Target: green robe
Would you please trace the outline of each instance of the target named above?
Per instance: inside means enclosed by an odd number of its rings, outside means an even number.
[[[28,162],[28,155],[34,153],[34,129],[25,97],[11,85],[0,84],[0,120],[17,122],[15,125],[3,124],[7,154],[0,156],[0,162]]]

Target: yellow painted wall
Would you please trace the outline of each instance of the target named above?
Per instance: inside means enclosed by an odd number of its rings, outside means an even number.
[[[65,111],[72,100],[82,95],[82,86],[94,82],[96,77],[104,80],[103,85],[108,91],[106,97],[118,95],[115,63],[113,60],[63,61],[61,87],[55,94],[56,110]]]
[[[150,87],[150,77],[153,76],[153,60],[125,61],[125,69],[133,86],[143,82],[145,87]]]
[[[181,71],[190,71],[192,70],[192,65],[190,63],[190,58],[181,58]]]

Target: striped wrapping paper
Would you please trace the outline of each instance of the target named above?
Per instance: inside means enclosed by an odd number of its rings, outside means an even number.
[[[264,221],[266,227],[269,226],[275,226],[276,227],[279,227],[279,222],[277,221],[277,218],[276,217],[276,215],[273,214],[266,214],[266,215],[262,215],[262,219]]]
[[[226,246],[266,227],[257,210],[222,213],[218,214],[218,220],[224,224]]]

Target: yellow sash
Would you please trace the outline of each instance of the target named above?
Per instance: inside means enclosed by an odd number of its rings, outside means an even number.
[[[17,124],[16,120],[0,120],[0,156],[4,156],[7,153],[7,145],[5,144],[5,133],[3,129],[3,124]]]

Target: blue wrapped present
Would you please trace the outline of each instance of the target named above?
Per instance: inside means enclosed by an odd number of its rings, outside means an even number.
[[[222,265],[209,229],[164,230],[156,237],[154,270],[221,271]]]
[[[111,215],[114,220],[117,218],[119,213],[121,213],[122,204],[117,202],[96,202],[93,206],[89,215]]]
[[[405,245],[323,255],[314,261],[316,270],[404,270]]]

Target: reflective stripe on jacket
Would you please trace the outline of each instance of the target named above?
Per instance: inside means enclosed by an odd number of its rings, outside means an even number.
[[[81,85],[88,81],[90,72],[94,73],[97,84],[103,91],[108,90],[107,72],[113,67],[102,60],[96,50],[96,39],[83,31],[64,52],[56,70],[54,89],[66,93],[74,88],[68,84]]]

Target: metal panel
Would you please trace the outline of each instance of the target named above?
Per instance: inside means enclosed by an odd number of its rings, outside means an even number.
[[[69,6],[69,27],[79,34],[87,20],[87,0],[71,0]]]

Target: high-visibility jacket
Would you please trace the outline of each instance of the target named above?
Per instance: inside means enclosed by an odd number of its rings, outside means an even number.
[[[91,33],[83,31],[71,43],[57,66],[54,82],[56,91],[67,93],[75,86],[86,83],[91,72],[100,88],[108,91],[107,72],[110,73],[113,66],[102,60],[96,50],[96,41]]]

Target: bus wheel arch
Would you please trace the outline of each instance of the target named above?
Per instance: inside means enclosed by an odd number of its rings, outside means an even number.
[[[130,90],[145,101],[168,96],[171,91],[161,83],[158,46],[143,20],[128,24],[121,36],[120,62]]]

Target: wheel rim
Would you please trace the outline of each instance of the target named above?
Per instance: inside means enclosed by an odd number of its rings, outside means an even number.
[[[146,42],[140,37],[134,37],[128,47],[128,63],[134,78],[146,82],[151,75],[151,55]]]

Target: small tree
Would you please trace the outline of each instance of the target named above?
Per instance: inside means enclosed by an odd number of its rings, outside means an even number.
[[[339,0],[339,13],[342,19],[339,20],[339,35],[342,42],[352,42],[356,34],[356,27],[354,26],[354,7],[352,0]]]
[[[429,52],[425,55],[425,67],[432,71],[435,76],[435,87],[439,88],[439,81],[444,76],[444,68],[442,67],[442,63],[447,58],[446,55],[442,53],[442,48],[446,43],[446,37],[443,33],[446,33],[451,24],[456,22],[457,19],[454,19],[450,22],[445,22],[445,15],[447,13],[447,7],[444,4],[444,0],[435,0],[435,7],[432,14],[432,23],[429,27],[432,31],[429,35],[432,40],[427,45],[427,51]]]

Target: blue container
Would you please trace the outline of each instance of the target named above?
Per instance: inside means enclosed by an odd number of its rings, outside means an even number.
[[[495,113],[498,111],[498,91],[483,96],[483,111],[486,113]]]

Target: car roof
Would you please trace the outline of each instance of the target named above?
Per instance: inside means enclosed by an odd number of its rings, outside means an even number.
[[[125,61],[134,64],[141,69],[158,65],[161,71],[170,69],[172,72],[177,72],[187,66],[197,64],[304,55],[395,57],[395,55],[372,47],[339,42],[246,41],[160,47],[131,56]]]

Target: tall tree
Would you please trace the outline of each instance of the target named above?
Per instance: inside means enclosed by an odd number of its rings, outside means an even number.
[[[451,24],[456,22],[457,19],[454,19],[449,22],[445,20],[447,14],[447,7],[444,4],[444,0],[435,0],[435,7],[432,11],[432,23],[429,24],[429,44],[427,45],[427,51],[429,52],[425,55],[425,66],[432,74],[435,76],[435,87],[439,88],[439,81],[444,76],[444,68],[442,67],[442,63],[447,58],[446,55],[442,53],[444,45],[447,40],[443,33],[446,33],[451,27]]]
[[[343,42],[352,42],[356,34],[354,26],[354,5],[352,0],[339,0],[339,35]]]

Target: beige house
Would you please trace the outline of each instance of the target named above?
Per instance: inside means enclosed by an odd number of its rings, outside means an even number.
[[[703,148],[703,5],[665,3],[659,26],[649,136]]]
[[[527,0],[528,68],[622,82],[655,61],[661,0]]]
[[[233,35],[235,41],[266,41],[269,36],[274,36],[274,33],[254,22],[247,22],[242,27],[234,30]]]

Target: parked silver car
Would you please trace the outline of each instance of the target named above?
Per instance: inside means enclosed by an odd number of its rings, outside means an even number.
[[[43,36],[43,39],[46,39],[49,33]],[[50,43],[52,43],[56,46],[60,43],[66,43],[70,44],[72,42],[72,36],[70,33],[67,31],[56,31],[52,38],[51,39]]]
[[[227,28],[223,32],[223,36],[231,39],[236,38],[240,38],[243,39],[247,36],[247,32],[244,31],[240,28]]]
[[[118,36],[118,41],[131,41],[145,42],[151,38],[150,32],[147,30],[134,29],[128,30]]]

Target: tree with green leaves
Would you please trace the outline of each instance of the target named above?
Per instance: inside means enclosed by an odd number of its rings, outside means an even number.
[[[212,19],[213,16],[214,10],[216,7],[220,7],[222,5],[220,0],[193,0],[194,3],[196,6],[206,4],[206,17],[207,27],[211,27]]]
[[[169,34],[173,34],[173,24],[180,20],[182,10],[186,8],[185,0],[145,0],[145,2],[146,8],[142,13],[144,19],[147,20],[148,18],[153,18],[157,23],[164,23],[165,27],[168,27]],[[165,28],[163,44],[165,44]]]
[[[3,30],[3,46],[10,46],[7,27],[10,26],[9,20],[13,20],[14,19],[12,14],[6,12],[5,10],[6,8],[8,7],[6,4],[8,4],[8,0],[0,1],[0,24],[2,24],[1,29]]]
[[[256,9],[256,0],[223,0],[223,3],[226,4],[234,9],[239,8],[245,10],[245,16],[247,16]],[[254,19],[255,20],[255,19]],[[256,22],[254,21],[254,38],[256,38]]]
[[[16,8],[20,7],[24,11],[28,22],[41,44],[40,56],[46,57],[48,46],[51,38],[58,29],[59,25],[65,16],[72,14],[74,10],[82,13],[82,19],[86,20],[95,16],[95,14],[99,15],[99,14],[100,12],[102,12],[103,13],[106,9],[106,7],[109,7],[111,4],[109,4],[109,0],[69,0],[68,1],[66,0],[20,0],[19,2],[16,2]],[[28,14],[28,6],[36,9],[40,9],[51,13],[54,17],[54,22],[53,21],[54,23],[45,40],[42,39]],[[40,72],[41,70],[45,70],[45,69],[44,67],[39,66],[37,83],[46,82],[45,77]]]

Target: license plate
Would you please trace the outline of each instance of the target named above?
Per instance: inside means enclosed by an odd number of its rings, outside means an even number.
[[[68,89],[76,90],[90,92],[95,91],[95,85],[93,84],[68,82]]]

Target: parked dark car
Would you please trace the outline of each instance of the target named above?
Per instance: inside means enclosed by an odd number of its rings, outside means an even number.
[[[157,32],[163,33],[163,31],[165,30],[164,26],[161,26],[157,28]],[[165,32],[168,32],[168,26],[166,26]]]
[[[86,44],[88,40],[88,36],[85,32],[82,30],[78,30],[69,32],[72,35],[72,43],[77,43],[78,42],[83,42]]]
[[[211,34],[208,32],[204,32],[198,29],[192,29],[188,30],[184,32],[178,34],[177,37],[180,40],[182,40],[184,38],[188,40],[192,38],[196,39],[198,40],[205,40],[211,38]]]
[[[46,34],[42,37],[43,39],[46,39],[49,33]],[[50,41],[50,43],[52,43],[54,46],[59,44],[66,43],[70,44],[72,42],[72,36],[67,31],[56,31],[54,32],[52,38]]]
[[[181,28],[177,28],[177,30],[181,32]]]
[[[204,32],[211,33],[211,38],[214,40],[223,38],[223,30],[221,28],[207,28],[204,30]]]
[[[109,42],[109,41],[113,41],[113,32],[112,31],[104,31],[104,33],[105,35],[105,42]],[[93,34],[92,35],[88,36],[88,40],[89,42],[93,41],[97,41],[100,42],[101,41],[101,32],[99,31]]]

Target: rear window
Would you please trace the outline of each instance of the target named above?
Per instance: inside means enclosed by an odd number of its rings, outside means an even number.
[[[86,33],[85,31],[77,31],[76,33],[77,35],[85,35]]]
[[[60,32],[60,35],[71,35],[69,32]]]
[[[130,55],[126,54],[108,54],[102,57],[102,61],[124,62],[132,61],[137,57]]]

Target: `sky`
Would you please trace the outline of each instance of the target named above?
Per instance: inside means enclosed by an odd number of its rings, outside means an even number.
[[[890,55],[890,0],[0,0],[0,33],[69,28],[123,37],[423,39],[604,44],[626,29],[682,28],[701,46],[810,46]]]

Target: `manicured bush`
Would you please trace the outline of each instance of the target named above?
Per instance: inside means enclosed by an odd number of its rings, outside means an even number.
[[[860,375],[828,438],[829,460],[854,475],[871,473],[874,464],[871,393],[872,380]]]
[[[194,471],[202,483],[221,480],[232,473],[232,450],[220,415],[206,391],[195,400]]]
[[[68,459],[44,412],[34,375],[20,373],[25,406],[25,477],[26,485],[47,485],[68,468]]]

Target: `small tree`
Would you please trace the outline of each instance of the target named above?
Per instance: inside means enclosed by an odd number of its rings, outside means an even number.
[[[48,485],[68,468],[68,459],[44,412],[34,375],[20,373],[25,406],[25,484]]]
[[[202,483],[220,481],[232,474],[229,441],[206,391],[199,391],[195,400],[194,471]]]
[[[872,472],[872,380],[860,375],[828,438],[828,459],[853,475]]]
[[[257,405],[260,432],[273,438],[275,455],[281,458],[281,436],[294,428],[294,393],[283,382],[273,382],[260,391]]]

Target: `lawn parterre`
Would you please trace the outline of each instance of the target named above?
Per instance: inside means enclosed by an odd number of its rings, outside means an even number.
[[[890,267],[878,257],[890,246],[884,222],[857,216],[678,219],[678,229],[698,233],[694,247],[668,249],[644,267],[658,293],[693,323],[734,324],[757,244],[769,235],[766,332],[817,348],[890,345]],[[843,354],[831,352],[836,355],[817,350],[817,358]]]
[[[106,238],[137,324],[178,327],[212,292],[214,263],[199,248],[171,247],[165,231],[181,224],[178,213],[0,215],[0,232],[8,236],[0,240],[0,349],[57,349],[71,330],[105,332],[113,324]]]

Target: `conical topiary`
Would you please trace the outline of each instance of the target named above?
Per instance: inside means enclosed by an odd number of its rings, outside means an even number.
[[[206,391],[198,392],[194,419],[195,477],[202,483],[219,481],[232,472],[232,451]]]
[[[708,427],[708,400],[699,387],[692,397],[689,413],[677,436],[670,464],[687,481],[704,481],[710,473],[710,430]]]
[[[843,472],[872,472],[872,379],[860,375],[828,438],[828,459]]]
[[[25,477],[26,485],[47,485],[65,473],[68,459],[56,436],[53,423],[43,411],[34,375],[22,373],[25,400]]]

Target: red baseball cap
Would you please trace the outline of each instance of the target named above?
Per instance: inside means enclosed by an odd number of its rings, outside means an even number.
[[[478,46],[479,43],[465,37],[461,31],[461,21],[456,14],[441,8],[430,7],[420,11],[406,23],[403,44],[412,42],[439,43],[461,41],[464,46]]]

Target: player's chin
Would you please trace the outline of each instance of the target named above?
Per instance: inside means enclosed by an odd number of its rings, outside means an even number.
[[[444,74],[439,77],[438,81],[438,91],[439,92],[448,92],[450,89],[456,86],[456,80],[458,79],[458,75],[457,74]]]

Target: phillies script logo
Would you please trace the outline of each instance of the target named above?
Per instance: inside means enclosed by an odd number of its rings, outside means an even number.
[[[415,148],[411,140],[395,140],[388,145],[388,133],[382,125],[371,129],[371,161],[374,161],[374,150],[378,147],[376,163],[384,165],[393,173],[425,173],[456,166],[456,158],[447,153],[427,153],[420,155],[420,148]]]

Problem to work on
Could you update the listing lines between the line holding "Target: blue wrapped present" and the line holding "[[[405,245],[323,255],[314,261],[316,270],[404,270]]]", inclusive, so that "instance" becomes "object" and nothing else changes, then give back only those lines?

Complete output
Target: blue wrapped present
Would you please trace the outline of each object of the target named above?
Per object: inside means enclosed by an odd number of its rings, outside means an even number.
[[[222,265],[209,229],[164,230],[156,237],[154,270],[221,271]]]
[[[111,215],[114,220],[117,218],[119,213],[121,213],[122,204],[117,202],[96,202],[93,206],[89,215]]]
[[[405,245],[323,255],[314,261],[316,270],[404,270]]]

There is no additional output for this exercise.